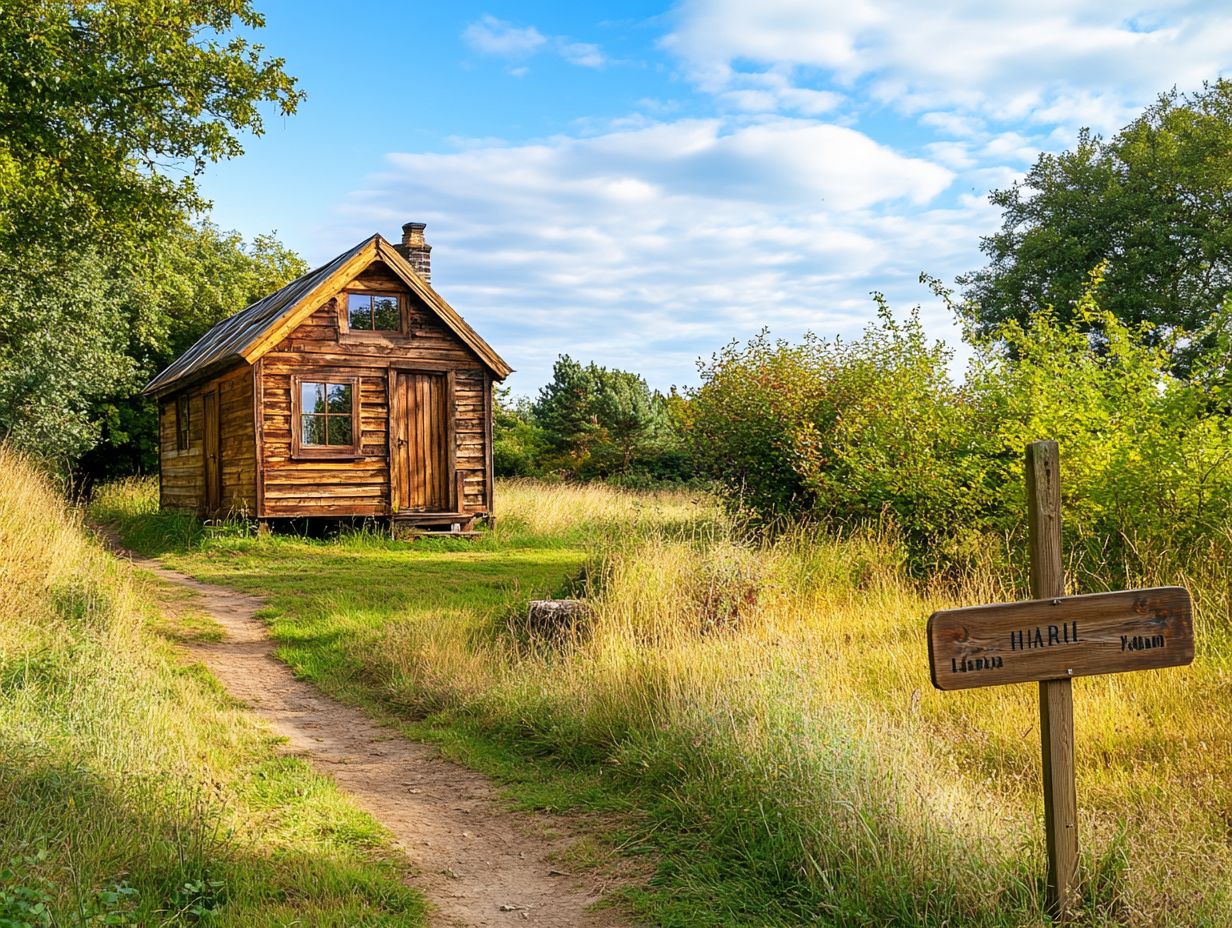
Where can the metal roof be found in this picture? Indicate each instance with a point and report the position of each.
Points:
(227, 339)
(232, 339)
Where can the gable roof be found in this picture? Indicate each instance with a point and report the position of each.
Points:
(259, 327)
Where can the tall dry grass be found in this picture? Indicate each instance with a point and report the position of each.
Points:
(131, 790)
(775, 698)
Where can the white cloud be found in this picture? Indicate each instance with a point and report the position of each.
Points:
(499, 38)
(584, 54)
(651, 247)
(1078, 62)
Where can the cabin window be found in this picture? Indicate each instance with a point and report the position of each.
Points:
(373, 312)
(181, 422)
(327, 415)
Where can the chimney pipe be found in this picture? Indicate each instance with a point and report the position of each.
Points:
(417, 250)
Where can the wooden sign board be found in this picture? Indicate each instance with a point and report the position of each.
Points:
(1060, 639)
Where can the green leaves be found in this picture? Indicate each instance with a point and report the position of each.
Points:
(875, 431)
(109, 112)
(598, 420)
(1152, 205)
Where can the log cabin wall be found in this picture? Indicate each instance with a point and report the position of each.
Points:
(323, 346)
(184, 471)
(181, 482)
(238, 443)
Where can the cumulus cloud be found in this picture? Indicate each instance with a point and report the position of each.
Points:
(499, 38)
(1081, 62)
(646, 248)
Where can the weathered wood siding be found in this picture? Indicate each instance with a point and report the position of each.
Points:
(182, 481)
(238, 441)
(320, 345)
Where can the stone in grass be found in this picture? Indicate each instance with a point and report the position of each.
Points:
(557, 619)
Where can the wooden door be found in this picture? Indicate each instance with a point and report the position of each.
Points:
(420, 476)
(211, 456)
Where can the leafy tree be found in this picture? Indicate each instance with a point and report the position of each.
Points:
(110, 111)
(195, 276)
(62, 344)
(518, 441)
(598, 420)
(1153, 203)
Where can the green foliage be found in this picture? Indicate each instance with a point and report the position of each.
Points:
(858, 433)
(62, 344)
(1152, 202)
(190, 279)
(109, 112)
(80, 334)
(518, 441)
(595, 422)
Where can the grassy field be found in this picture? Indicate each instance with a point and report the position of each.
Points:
(757, 715)
(132, 790)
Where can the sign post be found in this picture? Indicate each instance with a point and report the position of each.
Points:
(1053, 639)
(1056, 696)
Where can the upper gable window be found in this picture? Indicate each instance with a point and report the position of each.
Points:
(373, 312)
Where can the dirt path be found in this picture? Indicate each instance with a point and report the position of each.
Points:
(479, 863)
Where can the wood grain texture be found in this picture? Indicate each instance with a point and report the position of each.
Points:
(1060, 639)
(445, 419)
(1042, 472)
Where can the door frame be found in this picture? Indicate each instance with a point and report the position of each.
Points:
(211, 451)
(453, 489)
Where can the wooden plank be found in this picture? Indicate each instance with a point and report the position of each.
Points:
(452, 478)
(1061, 637)
(489, 470)
(1056, 695)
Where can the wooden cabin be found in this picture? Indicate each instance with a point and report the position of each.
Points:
(352, 391)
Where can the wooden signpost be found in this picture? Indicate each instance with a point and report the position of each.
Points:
(1053, 639)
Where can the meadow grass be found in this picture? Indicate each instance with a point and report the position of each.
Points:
(132, 790)
(759, 712)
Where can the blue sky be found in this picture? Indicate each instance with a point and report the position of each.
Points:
(637, 184)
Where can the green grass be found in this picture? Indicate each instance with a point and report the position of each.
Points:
(754, 721)
(132, 789)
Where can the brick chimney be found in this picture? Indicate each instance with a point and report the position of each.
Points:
(415, 250)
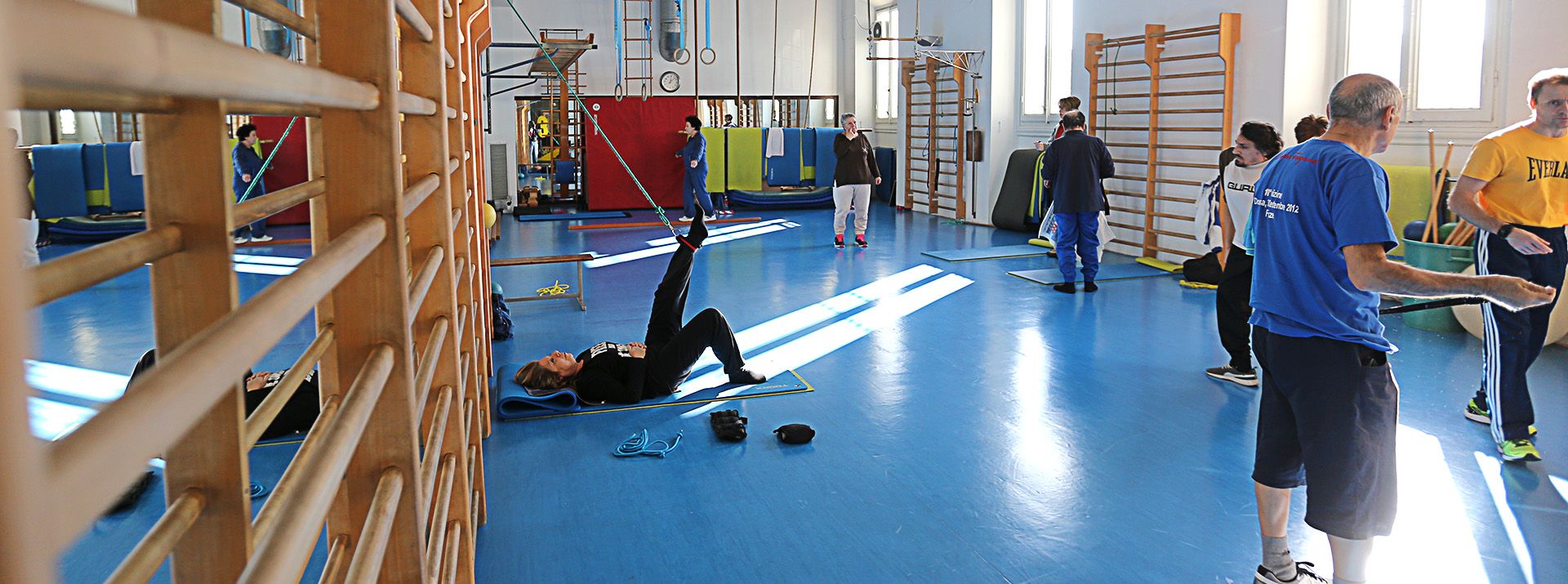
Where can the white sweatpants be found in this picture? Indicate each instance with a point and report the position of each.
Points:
(862, 195)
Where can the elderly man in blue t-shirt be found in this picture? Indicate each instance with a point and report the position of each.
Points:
(1329, 408)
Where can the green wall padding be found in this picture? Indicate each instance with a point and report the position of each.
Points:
(1410, 198)
(745, 158)
(717, 159)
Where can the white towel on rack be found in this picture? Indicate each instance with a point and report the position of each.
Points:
(138, 158)
(775, 141)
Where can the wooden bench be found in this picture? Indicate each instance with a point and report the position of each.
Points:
(579, 260)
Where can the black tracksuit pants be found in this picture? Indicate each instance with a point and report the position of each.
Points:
(673, 347)
(1233, 306)
(1513, 340)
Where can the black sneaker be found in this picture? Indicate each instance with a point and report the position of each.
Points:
(1247, 377)
(1303, 575)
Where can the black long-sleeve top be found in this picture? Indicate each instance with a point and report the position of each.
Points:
(857, 161)
(610, 374)
(1075, 165)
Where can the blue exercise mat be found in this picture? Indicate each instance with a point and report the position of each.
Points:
(93, 167)
(1053, 277)
(784, 170)
(826, 162)
(574, 217)
(59, 181)
(518, 403)
(988, 253)
(124, 189)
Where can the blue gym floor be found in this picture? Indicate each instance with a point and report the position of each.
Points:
(971, 427)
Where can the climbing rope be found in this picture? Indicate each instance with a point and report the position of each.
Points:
(620, 60)
(269, 162)
(683, 57)
(707, 56)
(595, 120)
(639, 444)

•••••

GIVEN EXERCISE:
Render the records above as a CSV with two columns headed request and points. Each request gets one row, with its text and its points each in one quoted field and line breaks turned into spaces. Cover every record and leave the pictures out.

THE RESULT:
request,points
"Where can the metal roof be found in this picture? Indicate each instance with a point and report the position of each. Points:","(227, 339) (232, 339)"
"Where can the gable roof be found in this picture? Indicate each instance with a point and report the position of each. Points:","(259, 327)"
"Where can the tall dry grass be found in this picture? Indicate each instance with a point and report the position of each. Points:","(131, 790) (775, 698)"
"Where can the white cloud be found in this picture? Indicate each instance with a point and report the position of each. Points:","(499, 38) (584, 54) (651, 247) (1078, 62)"
"Where can the cabin window be found in this picture? Indicate each instance with a point and report the position of each. Points:","(373, 312) (181, 422) (327, 415)"
"Where can the chimney pipe be found in this picture? Indicate each instance with a point and report the position of each. Points:","(417, 250)"
"Where can the wooden sign board be found in this picture? Indicate each instance with a point and report the position of each. Points:","(1060, 639)"
"Where can the green leaves be found in this picture? Indicate each instance with a point and report the position of each. Points:","(875, 431) (109, 112) (598, 420) (1152, 205)"
"Where can the log cabin wall be found in this picture? Indicate each instance with a point and report the position of each. Points:","(323, 346) (184, 471) (181, 482) (238, 443)"
"Where can the cumulus cloud be found in this picture? Indicate each instance with a point and report the position of each. Points:","(499, 38) (1081, 62) (646, 248)"
"Where can the weathered wood siding be found in this picture? Indicate each instance with a point and report the position of each. Points:","(182, 481) (238, 441) (320, 345)"
"Where can the stone in grass be found in this picture? Indicate each instance with a point and report the position of each. Points:","(557, 619)"
"Where can the wooden door be found in this picture? Indicate each instance with a point and report the position of each. Points:","(420, 476) (211, 456)"
"Where can the leafy tree be found in this picture? Indicate each instance with a point and report the position of each. Points:","(110, 111) (195, 276) (62, 344) (518, 441) (598, 420) (1153, 203)"
"Where can the green foliage be found in this picture? Indicate each instance with a point and report the position of each. Points:","(858, 433) (62, 344) (1152, 202) (190, 279) (109, 112) (80, 334) (518, 441) (595, 422)"
"Where can the grassy field be found in this picture? Indicate each instance with a point and report the position of each. Points:","(757, 715) (132, 790)"
"Where can the sign post be found in this picture? Indicate each instance with a point and report the position of each. Points:","(1053, 639) (1056, 696)"
"Where can the upper gable window be found in this picture? Indicate each instance with a point and report the position of each. Points:","(373, 312)"
"Where can the dirt path be found in this picture? Indicate each instance with a point and report the position of each. Points:","(479, 863)"
"Where can the wood grain texture be found in this picture? Indicate each instance with a point and report the position of each. Points:","(1060, 639) (445, 419) (1042, 472)"
"Where can the door frame be found in this picture? Indicate each instance with a point and report the position of each. Points:","(211, 451) (453, 489)"
"Where can the wooden plank be found in this picture? Indicate each instance with a point and report the position of each. Points:","(452, 478) (1061, 637) (489, 470) (1056, 695)"
"Where can the wooden cabin be found in this picture? Indicate each instance with a point and report the position of each. Points:","(352, 391)"
"Where can the wooden signpost be found in this picture? Indicate each instance with a point and report the position of each. Points:","(1053, 639)"
"Where can the meadow grass be found in this picture? Indicate each instance with a point and report the position of each. Points:","(132, 790) (759, 712)"
"Where can the blue sky be found in this picture? Indicate each instance with a point and report the position of each. Points:","(637, 184)"
"Where can the green grass be found in this picture? Indicate each instance with a point and report the position of each. Points:","(754, 721) (132, 789)"
"Where can the brick chimney be found in this picture? Indicate each instance with a point and report the position of each. Points:","(415, 250)"
"Where can the white sweatpants be found in this picture? Indicate each instance with a point and report the position of each. Points:","(862, 195)"
"Where can the elderly man in blue t-shirt be found in this picture? Indicate each instance with a point and report the position of each. Points:","(1329, 408)"
"Where can the green wall padding be found in this picture? Indicate each instance with a point and report the position of each. Points:","(1410, 198) (745, 158) (717, 159)"
"Where can the white towel on rack be found in this picture? Indicate each instance with a point and report the position of each. Points:","(138, 158) (775, 141)"
"Where can the wooden bench be found in this picture? Indicate each instance with a point and report the position of each. Points:","(579, 260)"
"Where can the black tracksuit pants be found in this picture? Indicate each instance with a point and report the position of each. Points:","(673, 347) (1233, 306) (1513, 340)"
"Where can the black sneaker be found in this picture? Indicate each instance with a point and report the position of each. Points:","(1247, 377) (1303, 575)"
"Where can the black long-sleeve top be found in this picture? Indicate each instance with a point and report the position of each. Points:","(857, 161) (610, 374) (1075, 165)"
"Where can the blue exercise mat be found in this picture? Indicate each instance with a point and report the position of each. Points:","(93, 167) (1053, 277) (784, 170) (826, 162) (574, 217) (59, 181) (518, 403) (988, 253) (124, 189)"
"Where can the blue gym floor be found in this picture? Indicate each instance with a point and report the position of each. Points:","(971, 427)"
"Where can the climbing rope be found in this picture? Indicate each instance with a point and report the position of each. Points:","(620, 60) (269, 162) (683, 57) (707, 56) (595, 120) (639, 444)"